## EXERCISE TASK
Gather every line in the data below that contains the string "lamp", copying each line in full. The match is case-sensitive.
═══ EXTRACTED RECORDS
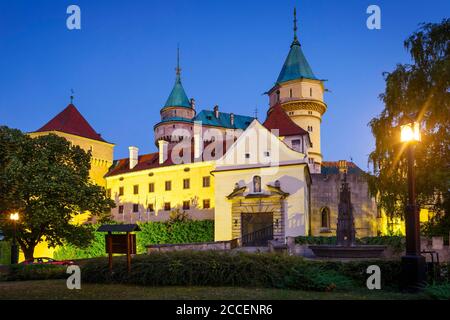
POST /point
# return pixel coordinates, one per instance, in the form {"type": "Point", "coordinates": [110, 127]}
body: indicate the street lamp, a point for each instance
{"type": "Point", "coordinates": [14, 217]}
{"type": "Point", "coordinates": [413, 263]}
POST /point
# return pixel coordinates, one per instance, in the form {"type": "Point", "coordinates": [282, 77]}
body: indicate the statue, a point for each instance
{"type": "Point", "coordinates": [345, 232]}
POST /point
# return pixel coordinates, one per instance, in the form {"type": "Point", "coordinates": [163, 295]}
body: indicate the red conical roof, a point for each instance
{"type": "Point", "coordinates": [278, 119]}
{"type": "Point", "coordinates": [71, 121]}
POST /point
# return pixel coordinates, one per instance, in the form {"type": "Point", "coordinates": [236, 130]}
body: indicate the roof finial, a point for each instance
{"type": "Point", "coordinates": [295, 23]}
{"type": "Point", "coordinates": [178, 69]}
{"type": "Point", "coordinates": [71, 96]}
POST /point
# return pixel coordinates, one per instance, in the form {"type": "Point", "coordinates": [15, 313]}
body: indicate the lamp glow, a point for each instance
{"type": "Point", "coordinates": [410, 132]}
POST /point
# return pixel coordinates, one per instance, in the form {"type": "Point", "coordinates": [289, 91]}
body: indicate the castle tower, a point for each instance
{"type": "Point", "coordinates": [300, 94]}
{"type": "Point", "coordinates": [176, 114]}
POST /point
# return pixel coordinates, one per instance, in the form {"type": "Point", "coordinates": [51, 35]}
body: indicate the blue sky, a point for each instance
{"type": "Point", "coordinates": [121, 63]}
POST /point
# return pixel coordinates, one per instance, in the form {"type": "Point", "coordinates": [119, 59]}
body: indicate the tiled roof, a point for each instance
{"type": "Point", "coordinates": [278, 119]}
{"type": "Point", "coordinates": [71, 121]}
{"type": "Point", "coordinates": [332, 167]}
{"type": "Point", "coordinates": [208, 118]}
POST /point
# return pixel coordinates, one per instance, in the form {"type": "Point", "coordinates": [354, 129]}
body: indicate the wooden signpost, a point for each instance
{"type": "Point", "coordinates": [120, 243]}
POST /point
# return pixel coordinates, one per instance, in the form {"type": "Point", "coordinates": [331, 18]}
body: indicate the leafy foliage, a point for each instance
{"type": "Point", "coordinates": [420, 88]}
{"type": "Point", "coordinates": [212, 268]}
{"type": "Point", "coordinates": [46, 180]}
{"type": "Point", "coordinates": [151, 233]}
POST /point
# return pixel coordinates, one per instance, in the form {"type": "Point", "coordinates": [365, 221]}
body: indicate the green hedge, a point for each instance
{"type": "Point", "coordinates": [5, 252]}
{"type": "Point", "coordinates": [152, 233]}
{"type": "Point", "coordinates": [190, 268]}
{"type": "Point", "coordinates": [397, 243]}
{"type": "Point", "coordinates": [20, 272]}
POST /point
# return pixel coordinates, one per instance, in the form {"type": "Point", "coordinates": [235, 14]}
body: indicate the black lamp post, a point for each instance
{"type": "Point", "coordinates": [14, 217]}
{"type": "Point", "coordinates": [413, 263]}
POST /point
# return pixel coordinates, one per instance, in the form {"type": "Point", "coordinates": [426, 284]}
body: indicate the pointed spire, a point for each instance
{"type": "Point", "coordinates": [178, 69]}
{"type": "Point", "coordinates": [295, 42]}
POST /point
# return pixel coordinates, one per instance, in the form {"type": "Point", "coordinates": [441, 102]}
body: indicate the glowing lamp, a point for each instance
{"type": "Point", "coordinates": [410, 132]}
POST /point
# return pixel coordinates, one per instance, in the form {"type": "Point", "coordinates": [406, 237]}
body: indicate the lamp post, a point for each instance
{"type": "Point", "coordinates": [413, 263]}
{"type": "Point", "coordinates": [14, 217]}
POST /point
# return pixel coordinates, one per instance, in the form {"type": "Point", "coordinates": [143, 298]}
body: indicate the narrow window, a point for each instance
{"type": "Point", "coordinates": [325, 218]}
{"type": "Point", "coordinates": [256, 184]}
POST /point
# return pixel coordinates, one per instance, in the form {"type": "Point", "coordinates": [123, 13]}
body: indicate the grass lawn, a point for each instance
{"type": "Point", "coordinates": [56, 289]}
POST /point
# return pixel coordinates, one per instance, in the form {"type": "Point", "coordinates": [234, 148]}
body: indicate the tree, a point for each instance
{"type": "Point", "coordinates": [421, 88]}
{"type": "Point", "coordinates": [46, 180]}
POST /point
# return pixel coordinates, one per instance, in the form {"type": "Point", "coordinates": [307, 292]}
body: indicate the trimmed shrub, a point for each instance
{"type": "Point", "coordinates": [5, 252]}
{"type": "Point", "coordinates": [439, 292]}
{"type": "Point", "coordinates": [195, 268]}
{"type": "Point", "coordinates": [22, 272]}
{"type": "Point", "coordinates": [397, 243]}
{"type": "Point", "coordinates": [152, 233]}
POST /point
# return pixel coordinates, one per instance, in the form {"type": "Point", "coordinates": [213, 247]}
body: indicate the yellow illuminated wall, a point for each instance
{"type": "Point", "coordinates": [176, 174]}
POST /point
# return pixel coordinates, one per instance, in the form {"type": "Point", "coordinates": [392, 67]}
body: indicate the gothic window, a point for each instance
{"type": "Point", "coordinates": [325, 218]}
{"type": "Point", "coordinates": [256, 184]}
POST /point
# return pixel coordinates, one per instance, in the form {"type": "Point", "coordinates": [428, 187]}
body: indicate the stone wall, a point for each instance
{"type": "Point", "coordinates": [325, 194]}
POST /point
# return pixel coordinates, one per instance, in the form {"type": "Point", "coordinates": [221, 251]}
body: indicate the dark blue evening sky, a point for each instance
{"type": "Point", "coordinates": [121, 63]}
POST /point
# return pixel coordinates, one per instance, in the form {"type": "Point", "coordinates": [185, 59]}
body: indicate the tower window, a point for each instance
{"type": "Point", "coordinates": [186, 183]}
{"type": "Point", "coordinates": [206, 182]}
{"type": "Point", "coordinates": [256, 184]}
{"type": "Point", "coordinates": [325, 218]}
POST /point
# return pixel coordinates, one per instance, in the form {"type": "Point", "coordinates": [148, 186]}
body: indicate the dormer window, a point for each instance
{"type": "Point", "coordinates": [256, 184]}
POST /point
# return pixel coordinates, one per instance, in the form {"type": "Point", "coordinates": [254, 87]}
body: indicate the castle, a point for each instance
{"type": "Point", "coordinates": [258, 181]}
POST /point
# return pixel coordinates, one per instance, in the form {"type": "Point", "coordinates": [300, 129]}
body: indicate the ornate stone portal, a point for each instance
{"type": "Point", "coordinates": [254, 212]}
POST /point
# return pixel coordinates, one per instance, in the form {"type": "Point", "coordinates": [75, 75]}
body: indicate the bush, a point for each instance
{"type": "Point", "coordinates": [151, 233]}
{"type": "Point", "coordinates": [184, 268]}
{"type": "Point", "coordinates": [397, 243]}
{"type": "Point", "coordinates": [440, 292]}
{"type": "Point", "coordinates": [5, 252]}
{"type": "Point", "coordinates": [21, 272]}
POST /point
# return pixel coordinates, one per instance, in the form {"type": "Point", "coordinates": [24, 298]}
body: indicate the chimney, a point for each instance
{"type": "Point", "coordinates": [134, 151]}
{"type": "Point", "coordinates": [163, 150]}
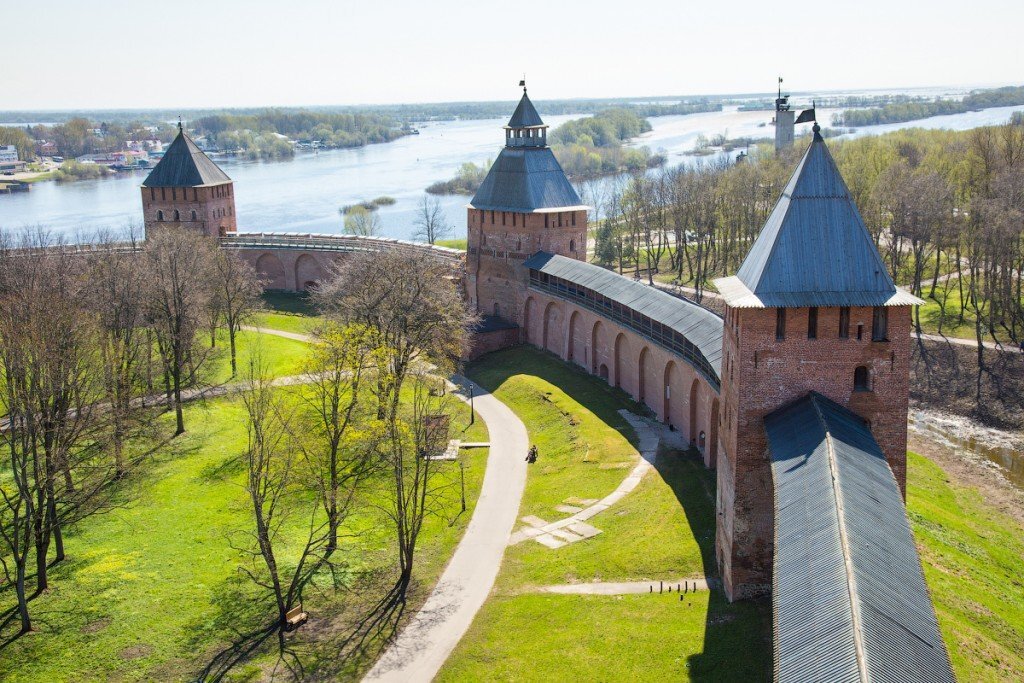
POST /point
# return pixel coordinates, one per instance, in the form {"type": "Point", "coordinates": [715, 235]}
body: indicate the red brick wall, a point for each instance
{"type": "Point", "coordinates": [214, 207]}
{"type": "Point", "coordinates": [760, 375]}
{"type": "Point", "coordinates": [500, 242]}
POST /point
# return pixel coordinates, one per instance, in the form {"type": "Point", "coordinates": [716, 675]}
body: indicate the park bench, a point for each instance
{"type": "Point", "coordinates": [295, 617]}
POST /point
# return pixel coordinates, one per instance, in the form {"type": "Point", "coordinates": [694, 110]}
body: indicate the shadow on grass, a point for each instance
{"type": "Point", "coordinates": [737, 636]}
{"type": "Point", "coordinates": [494, 370]}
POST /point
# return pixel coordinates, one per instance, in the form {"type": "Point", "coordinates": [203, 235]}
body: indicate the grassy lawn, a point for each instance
{"type": "Point", "coordinates": [972, 557]}
{"type": "Point", "coordinates": [663, 529]}
{"type": "Point", "coordinates": [152, 590]}
{"type": "Point", "coordinates": [288, 311]}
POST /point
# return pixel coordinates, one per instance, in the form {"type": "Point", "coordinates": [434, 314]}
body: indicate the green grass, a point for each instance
{"type": "Point", "coordinates": [972, 557]}
{"type": "Point", "coordinates": [571, 419]}
{"type": "Point", "coordinates": [663, 529]}
{"type": "Point", "coordinates": [152, 590]}
{"type": "Point", "coordinates": [282, 356]}
{"type": "Point", "coordinates": [454, 244]}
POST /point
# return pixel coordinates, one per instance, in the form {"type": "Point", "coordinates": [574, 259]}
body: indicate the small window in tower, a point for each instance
{"type": "Point", "coordinates": [844, 323]}
{"type": "Point", "coordinates": [880, 324]}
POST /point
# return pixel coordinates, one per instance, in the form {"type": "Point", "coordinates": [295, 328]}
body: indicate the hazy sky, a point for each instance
{"type": "Point", "coordinates": [140, 53]}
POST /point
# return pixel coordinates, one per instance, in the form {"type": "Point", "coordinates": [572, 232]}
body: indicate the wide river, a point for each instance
{"type": "Point", "coordinates": [303, 195]}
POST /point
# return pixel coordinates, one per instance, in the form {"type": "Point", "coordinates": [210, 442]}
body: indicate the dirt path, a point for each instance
{"type": "Point", "coordinates": [424, 645]}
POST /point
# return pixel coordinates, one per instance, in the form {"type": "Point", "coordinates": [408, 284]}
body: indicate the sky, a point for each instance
{"type": "Point", "coordinates": [208, 53]}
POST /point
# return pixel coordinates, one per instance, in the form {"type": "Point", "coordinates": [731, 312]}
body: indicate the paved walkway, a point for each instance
{"type": "Point", "coordinates": [574, 527]}
{"type": "Point", "coordinates": [420, 650]}
{"type": "Point", "coordinates": [628, 587]}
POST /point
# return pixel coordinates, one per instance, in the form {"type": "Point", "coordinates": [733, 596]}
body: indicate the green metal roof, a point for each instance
{"type": "Point", "coordinates": [184, 165]}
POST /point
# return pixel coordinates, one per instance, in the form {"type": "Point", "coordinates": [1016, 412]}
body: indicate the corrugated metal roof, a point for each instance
{"type": "Point", "coordinates": [525, 115]}
{"type": "Point", "coordinates": [184, 165]}
{"type": "Point", "coordinates": [525, 179]}
{"type": "Point", "coordinates": [814, 249]}
{"type": "Point", "coordinates": [701, 327]}
{"type": "Point", "coordinates": [850, 600]}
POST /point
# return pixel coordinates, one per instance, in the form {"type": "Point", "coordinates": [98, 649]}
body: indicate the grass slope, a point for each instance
{"type": "Point", "coordinates": [152, 589]}
{"type": "Point", "coordinates": [972, 556]}
{"type": "Point", "coordinates": [664, 529]}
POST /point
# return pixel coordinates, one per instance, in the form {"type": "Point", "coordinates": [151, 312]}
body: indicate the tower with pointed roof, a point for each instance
{"type": "Point", "coordinates": [811, 309]}
{"type": "Point", "coordinates": [524, 205]}
{"type": "Point", "coordinates": [186, 188]}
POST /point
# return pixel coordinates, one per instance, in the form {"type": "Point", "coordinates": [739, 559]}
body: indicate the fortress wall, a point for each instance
{"type": "Point", "coordinates": [650, 374]}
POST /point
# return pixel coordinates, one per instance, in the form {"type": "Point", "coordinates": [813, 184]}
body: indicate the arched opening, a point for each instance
{"type": "Point", "coordinates": [307, 269]}
{"type": "Point", "coordinates": [861, 379]}
{"type": "Point", "coordinates": [694, 388]}
{"type": "Point", "coordinates": [570, 353]}
{"type": "Point", "coordinates": [616, 364]}
{"type": "Point", "coordinates": [270, 270]}
{"type": "Point", "coordinates": [552, 318]}
{"type": "Point", "coordinates": [642, 376]}
{"type": "Point", "coordinates": [670, 369]}
{"type": "Point", "coordinates": [528, 314]}
{"type": "Point", "coordinates": [595, 344]}
{"type": "Point", "coordinates": [712, 458]}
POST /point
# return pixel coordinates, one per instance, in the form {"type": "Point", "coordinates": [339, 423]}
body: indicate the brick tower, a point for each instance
{"type": "Point", "coordinates": [812, 308]}
{"type": "Point", "coordinates": [524, 205]}
{"type": "Point", "coordinates": [187, 189]}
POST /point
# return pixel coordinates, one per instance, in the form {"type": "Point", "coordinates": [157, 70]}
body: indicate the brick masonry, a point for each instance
{"type": "Point", "coordinates": [762, 374]}
{"type": "Point", "coordinates": [208, 209]}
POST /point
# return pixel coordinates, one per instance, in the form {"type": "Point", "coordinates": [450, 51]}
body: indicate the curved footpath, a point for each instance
{"type": "Point", "coordinates": [420, 650]}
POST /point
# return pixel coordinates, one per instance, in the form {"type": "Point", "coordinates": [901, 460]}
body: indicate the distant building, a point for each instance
{"type": "Point", "coordinates": [188, 189]}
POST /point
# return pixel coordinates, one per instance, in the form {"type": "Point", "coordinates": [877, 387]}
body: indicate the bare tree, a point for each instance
══════
## RESULT
body: indicate the street lamp, a point for each instance
body: indicate the lamp glow, a point for each instance
body: indicate the black lamp post, a point for each instance
body: indicate the glowing lamp, a point for each instance
body: indicate the lamp post, a point for each instance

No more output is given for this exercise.